Page extract:
-- start --

Jason Gorringe, Tax-News.com, London

27 February 2001

Later this week in Paris the OECD will hold a meeting of the 'Task Force Working Group on Harmful Tax Practices' set up after its January Barbados meeting saw the beginnings of organised resistance from the offshore jurisdictions it has blacklisted for 'unfair tax competition'. The 13-member Task Force includes representatives of the OECD itself, the offshore jurisdictions, and the Commonwealth Secretariat, and is charged with the task of creating a framework within which the OECD's 'harmful tax competition' agenda could be discussed in a less threatening way.

At its previous meeting in London, the Task Force made little progress, as the OECD continued to push the jurisdictions to commit to its Memorandum of Agreement, while the jurisdictions demanded the creation of a global tax forum in which key issues could be discussed multilaterally.

Since then, it has begun to seem that the US Treasury Department may no longer be wholeheartedly behind the OECD's initiative. Encouraged by this, the Caribbean offshore jurisdictions in particular will continue to work for the creation of a multilateral forum.

"We are seeking a global tax forum to resolve these issues, rather than one dominated by the OECD," said Sir Ronald Sanders, Antigua's chief foreign affairs representative, and a member of the Task Force. "The OECD members are not now united on an OECD position, and many of them would welcome a reopening of the issue."

"We are surprised and very encouraged by the prospect of the US breaking ranks on this issue with its OECD partners," said a Barbadian official.

The OECD denied that there had been any change in the US position. Said a spokesperson: "It is natural that a new administration would examine existing policies, and that is what is happening. We maintain that these issues must be discussed only by us and the offending jurisdictions and not in a wider forum."

US pressure group The Center for Freedom and Prosperity, which was present on the sidelines of the Barbados and London meetings, and has been encouraging the offshore jurisdictions to defy the OECD's tactics, is taking a delegation to Paris, the OECD's headquarters city, and will be hosting a public forum on the issue, with special focus on territorial taxation, financial privacy, and fiscal sovereignty.

The forum, which is open to the press and the general public, will take place Wednesday, February 28, at 4:00, at the Offices of IES, a French think-tank, located at 35 Avenue Mac-Mahon, 75017 Paris, France (Tel: 011 33 1 43 80 85 17)

In a setback for the forces arrayed against the OECD, the organisation announced on Monday that the Seychelles, which had been one of the more energetic opponents of the blacklist, had become the eighth country to sign a 'commitment' letter, which means its removal from the list, and the threat of sanctions.

-- end --

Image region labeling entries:
-- start --

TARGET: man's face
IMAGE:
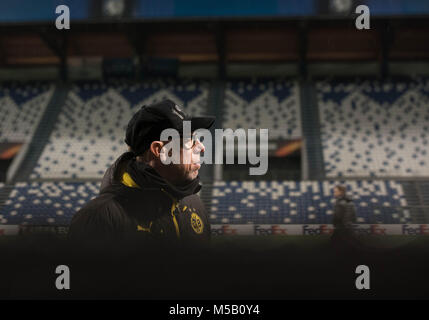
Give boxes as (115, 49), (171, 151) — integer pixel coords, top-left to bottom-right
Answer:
(334, 187), (343, 198)
(162, 138), (205, 185)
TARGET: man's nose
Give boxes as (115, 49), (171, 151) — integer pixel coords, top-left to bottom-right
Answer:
(194, 140), (206, 154)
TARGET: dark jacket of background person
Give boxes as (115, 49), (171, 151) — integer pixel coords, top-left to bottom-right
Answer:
(69, 153), (210, 244)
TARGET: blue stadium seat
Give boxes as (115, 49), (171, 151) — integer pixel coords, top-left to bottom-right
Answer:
(30, 80), (209, 179)
(210, 181), (410, 224)
(316, 78), (429, 178)
(223, 79), (302, 139)
(0, 182), (100, 225)
(0, 82), (54, 142)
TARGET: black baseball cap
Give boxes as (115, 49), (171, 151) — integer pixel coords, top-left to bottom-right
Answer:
(125, 100), (215, 155)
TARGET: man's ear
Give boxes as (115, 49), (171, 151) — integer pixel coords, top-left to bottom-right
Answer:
(149, 141), (164, 158)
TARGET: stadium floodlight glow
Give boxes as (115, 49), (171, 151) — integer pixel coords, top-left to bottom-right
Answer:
(160, 121), (268, 175)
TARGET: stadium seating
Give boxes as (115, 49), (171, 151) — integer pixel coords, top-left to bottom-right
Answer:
(316, 79), (429, 177)
(0, 182), (100, 225)
(210, 181), (410, 224)
(30, 80), (209, 179)
(0, 181), (410, 225)
(0, 82), (54, 142)
(223, 79), (302, 140)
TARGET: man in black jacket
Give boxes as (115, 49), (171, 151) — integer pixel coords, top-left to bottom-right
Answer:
(69, 100), (214, 243)
(331, 185), (356, 247)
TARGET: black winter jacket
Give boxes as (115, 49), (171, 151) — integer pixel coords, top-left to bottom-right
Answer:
(69, 153), (210, 244)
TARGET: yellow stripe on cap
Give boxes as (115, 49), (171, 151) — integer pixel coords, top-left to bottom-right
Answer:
(121, 172), (140, 188)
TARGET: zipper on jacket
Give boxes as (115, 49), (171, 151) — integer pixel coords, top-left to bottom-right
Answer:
(161, 189), (180, 239)
(171, 201), (180, 239)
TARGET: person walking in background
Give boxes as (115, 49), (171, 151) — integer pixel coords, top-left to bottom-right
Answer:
(331, 185), (356, 248)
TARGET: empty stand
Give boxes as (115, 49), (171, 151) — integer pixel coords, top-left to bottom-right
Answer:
(0, 182), (100, 225)
(316, 79), (429, 177)
(30, 80), (209, 179)
(210, 181), (410, 224)
(223, 79), (301, 139)
(0, 82), (54, 142)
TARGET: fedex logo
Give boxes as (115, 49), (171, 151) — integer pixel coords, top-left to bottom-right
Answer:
(211, 224), (237, 236)
(302, 224), (334, 236)
(254, 225), (287, 236)
(353, 224), (386, 235)
(402, 224), (429, 235)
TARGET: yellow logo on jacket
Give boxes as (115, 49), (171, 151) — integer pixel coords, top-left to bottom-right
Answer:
(191, 212), (204, 234)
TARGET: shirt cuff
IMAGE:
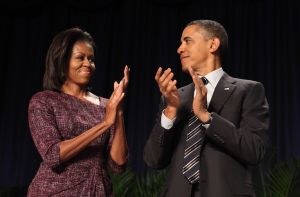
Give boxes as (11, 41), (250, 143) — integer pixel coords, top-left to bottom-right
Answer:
(161, 110), (176, 129)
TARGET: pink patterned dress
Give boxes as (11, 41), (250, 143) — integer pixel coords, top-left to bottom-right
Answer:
(27, 90), (125, 197)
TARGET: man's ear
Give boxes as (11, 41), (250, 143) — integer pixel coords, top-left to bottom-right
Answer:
(210, 38), (220, 53)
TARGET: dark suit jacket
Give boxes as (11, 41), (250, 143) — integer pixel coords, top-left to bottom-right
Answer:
(144, 73), (269, 197)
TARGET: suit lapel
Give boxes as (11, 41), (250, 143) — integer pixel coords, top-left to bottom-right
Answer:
(179, 83), (195, 115)
(208, 73), (236, 113)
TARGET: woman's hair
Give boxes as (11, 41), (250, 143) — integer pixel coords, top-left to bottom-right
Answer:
(43, 27), (96, 91)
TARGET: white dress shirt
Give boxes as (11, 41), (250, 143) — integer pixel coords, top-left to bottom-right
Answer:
(161, 67), (224, 129)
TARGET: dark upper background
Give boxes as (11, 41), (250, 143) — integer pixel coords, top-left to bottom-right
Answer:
(0, 0), (300, 191)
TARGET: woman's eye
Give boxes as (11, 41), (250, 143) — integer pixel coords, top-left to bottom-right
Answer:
(76, 56), (84, 60)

-- end --

What is asked:
1. In the article about the OECD tax meeting, which country became the eighth to sign a "commitment" letter?
2. Reproduce the article about the OECD tax meeting from "The forum, which" to "43 80 85 17)".
Work only from the article about the OECD tax meeting.

Results by task:
1. The Seychelles

2.
The forum, which is open to the press and the general public, will take place Wednesday, February 28, at 4:00, at the Offices of IES, a French think-tank, located at 35 Avenue Mac-Mahon, 75017 Paris, France (Tel: 011 33 1 43 80 85 17)